**What this task involves:** Find the line that contains "Objective — one point per instance of the blue"; then retype it and each line after it, exactly, through the final line of the data below.

═════ Task inputs

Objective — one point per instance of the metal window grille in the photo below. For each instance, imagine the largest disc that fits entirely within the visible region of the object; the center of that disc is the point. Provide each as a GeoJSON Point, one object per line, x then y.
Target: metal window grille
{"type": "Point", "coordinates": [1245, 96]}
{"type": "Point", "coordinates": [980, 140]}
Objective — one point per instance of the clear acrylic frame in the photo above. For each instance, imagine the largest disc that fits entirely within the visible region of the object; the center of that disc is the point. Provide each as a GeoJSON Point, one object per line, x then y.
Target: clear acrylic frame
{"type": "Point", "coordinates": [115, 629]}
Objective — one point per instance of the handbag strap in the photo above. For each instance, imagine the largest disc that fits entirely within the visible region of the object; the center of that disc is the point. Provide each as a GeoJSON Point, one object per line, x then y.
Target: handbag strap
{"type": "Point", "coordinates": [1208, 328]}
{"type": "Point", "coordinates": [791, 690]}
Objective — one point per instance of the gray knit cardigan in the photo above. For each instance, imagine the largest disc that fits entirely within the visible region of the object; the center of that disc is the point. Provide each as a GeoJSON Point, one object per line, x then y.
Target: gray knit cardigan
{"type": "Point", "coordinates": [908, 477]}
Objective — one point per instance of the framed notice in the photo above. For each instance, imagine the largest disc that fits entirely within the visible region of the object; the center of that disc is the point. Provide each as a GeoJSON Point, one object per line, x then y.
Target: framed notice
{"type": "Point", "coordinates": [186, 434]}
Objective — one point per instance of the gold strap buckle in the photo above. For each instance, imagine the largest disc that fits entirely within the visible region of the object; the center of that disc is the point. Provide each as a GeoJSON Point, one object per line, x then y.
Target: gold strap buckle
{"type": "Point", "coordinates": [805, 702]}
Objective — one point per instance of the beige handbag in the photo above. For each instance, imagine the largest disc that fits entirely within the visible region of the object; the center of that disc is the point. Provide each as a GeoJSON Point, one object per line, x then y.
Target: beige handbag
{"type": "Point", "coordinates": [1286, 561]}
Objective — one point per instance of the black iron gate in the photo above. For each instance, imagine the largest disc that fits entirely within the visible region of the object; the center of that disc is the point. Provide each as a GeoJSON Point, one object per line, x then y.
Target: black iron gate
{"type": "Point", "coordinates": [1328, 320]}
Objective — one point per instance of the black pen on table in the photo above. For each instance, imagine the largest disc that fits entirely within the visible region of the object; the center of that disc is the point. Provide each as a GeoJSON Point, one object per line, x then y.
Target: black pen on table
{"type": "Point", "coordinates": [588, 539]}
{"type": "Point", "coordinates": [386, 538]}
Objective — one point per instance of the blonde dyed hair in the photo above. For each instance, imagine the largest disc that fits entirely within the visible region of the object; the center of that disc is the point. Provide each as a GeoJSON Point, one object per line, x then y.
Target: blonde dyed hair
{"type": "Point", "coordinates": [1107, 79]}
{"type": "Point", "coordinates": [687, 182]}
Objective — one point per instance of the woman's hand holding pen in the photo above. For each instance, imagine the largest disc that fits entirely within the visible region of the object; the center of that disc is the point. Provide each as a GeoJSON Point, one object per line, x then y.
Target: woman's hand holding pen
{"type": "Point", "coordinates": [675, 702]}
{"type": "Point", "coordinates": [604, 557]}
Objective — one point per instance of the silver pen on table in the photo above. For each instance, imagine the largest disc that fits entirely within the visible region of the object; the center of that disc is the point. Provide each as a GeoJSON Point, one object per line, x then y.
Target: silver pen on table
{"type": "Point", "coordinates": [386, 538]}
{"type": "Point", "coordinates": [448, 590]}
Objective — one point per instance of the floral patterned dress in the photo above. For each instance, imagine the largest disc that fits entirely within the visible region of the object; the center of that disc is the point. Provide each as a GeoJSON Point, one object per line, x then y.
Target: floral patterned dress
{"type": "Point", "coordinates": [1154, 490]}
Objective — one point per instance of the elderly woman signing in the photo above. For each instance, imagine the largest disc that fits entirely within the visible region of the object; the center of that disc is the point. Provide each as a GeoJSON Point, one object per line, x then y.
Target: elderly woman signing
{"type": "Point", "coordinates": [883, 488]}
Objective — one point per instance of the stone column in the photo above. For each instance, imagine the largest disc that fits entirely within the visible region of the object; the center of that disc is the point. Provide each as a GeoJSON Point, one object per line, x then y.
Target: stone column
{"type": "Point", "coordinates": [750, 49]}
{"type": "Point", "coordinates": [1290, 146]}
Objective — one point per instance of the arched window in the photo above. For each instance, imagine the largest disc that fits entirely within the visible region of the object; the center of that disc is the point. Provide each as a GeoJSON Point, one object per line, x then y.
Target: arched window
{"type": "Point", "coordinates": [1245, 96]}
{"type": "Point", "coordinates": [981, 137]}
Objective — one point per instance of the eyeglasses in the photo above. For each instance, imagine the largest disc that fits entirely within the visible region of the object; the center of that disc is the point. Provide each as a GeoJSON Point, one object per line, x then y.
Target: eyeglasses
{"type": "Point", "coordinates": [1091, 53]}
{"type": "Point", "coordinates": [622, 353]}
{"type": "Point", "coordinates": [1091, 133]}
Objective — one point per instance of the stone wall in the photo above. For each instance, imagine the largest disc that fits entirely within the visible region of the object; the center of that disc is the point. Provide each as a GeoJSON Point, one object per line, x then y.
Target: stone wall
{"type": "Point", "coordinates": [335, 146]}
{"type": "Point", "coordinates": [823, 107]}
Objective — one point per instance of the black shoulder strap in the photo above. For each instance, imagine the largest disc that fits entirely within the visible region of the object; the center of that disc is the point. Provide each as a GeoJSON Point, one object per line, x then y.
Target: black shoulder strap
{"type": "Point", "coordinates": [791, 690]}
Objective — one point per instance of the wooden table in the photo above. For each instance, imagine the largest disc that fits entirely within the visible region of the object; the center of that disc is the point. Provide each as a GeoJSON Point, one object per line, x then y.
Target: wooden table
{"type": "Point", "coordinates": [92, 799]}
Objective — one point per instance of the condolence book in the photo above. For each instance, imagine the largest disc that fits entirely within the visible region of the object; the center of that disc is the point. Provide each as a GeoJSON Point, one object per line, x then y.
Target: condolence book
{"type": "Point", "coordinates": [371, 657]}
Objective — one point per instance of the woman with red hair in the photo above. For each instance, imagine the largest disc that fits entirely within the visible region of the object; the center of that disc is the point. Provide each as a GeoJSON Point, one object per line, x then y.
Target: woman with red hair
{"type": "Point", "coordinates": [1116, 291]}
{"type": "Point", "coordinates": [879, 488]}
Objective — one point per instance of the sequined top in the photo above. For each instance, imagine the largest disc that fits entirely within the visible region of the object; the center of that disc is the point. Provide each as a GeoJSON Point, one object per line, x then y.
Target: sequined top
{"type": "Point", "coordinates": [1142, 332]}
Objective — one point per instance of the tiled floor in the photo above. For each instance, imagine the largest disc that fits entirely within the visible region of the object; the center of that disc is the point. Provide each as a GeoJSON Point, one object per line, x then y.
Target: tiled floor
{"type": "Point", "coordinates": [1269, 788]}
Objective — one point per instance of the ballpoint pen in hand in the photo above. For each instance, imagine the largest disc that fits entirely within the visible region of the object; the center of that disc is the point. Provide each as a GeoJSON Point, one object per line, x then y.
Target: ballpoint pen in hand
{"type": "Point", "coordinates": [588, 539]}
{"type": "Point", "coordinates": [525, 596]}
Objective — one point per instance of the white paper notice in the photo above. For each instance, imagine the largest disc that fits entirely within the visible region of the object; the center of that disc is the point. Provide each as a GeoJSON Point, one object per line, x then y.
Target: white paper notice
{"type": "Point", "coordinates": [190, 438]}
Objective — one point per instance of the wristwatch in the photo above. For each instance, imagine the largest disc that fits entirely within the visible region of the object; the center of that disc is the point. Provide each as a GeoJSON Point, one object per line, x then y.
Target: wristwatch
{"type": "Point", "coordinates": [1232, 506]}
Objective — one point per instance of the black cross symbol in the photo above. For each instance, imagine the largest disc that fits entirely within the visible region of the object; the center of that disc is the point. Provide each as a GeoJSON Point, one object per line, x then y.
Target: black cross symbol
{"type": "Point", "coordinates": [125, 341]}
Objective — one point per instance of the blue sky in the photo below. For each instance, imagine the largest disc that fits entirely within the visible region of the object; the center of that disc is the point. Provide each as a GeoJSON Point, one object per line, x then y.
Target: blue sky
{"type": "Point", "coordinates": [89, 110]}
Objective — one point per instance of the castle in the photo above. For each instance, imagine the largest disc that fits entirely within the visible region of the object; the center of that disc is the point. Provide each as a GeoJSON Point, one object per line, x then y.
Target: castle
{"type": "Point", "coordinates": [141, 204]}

══════════

**Problem solution:**
Objective — one point per instance of the blue sky in the photo below. For each instance, imagine the largest disc that fits entirely within the visible region of the object; the center of that disc is the point. Provide each as a GeoJSON Point, one object per line, x then y.
Target: blue sky
{"type": "Point", "coordinates": [89, 110]}
Objective — one point per instance of the castle in the photo above. For each instance, imagine the largest disc that fits entirely within the visible region of the object; the center of that disc is the point. Provide each as a GeoJSON Point, one object per line, x then y.
Target: castle
{"type": "Point", "coordinates": [141, 204]}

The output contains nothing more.